Exercise:
Rewrite the part that opens with the line containing "Which pixel lies on the stone" and closes with the line containing "Which pixel lies on the small", swapping "every instance" for "each instance" and leaving everything else unchanged. Give only those lines.

[START OF The records]

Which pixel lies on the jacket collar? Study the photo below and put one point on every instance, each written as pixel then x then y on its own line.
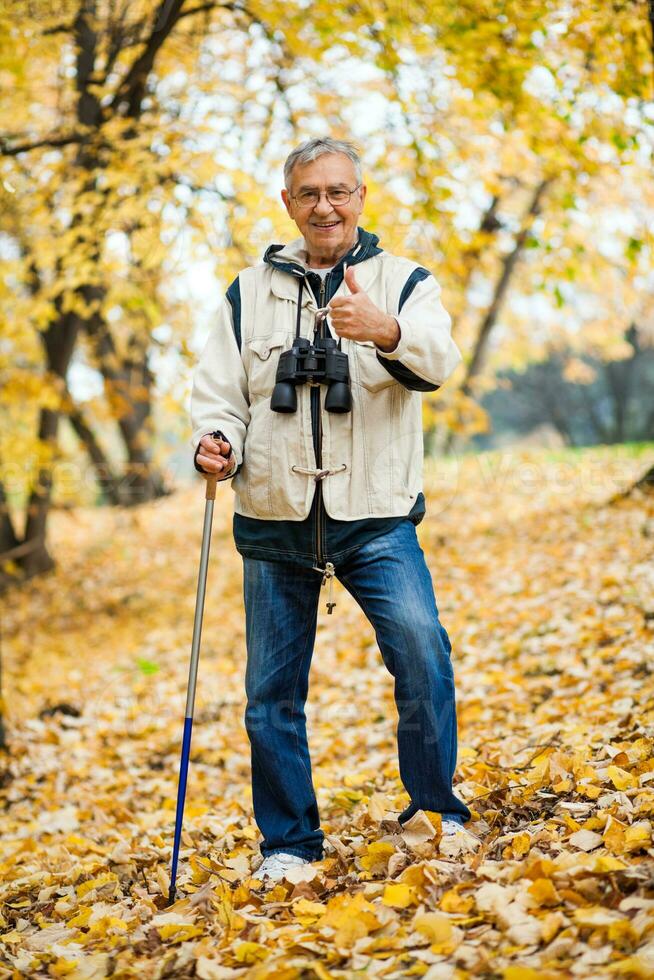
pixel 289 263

[END OF The records]
[START OF The records]

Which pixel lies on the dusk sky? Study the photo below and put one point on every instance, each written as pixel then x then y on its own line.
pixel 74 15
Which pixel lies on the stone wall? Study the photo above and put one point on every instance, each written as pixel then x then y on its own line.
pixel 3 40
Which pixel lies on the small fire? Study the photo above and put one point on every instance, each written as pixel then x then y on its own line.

[END OF The records]

Right answer:
Which pixel lies on the stone wall? Study the photo above and put one point on each instance, each written as pixel then x then y on its own line.
pixel 3 40
Which pixel lies on the small fire? Study the photo above and put one point on each instance, each written as pixel then x then y on its own line.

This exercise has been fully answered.